*WHAT IS REQUIRED*: Return each line of the rows below that contains the string "negative". Case counts.
#### DATA EXCERPTS
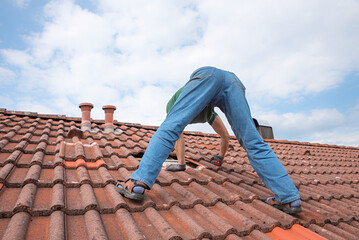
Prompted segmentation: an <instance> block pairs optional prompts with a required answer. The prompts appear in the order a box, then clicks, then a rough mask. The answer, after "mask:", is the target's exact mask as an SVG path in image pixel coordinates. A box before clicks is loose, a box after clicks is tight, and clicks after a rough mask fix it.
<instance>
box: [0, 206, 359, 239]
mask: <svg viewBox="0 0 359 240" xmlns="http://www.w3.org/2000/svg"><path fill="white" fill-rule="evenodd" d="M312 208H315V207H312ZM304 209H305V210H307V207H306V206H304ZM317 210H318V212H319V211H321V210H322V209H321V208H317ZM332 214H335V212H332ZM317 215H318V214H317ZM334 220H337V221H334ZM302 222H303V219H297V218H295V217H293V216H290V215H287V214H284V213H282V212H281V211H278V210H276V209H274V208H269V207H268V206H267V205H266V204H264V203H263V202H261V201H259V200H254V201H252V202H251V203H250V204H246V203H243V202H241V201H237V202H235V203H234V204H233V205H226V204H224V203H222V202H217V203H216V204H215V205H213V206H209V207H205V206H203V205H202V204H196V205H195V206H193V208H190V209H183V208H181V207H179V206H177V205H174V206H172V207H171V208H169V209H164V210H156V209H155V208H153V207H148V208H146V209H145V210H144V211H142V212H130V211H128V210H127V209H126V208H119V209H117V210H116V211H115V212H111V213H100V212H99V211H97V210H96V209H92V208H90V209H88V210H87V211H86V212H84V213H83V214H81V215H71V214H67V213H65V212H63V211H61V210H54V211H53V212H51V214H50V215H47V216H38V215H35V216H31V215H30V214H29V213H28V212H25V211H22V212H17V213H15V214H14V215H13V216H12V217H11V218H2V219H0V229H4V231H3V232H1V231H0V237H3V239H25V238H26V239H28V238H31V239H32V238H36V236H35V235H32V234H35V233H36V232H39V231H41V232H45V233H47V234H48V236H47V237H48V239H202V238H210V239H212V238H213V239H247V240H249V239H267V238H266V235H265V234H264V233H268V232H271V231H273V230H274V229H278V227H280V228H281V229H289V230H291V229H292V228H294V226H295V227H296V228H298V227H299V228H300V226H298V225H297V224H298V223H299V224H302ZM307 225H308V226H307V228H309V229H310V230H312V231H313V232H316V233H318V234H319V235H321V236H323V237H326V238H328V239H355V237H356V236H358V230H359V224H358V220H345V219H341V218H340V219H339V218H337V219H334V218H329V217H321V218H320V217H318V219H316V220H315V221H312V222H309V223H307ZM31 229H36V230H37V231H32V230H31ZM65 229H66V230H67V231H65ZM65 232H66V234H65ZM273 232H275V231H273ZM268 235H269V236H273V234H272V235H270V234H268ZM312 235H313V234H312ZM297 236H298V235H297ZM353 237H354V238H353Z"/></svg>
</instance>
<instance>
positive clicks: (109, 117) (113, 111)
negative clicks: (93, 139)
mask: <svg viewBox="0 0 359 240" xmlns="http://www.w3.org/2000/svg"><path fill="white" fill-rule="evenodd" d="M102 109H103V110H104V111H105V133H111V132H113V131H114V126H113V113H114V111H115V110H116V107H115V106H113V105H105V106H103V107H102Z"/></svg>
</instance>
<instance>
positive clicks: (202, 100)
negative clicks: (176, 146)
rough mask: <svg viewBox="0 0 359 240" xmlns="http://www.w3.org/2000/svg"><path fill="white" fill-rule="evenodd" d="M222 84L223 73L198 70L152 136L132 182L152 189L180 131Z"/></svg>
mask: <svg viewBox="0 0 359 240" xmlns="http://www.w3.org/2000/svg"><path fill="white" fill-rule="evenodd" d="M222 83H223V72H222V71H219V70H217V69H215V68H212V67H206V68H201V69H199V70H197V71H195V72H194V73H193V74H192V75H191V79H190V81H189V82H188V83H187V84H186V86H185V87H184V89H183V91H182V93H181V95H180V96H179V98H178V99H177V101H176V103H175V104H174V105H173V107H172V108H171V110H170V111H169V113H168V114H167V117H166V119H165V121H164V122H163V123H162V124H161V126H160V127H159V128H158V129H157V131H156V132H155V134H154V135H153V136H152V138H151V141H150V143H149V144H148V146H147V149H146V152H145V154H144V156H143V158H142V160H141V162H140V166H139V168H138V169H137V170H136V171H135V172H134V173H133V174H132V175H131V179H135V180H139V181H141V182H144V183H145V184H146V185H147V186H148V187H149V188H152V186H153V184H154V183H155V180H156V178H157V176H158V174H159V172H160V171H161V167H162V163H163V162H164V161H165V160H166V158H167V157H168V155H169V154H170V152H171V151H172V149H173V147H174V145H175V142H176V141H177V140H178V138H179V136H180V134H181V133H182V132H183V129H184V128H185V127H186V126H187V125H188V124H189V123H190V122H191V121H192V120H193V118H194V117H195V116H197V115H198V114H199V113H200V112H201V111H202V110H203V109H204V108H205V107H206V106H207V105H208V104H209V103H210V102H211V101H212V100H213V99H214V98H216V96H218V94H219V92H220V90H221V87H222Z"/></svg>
########
*RESULT OF THE TASK*:
negative clicks: (93, 139)
negative clicks: (176, 146)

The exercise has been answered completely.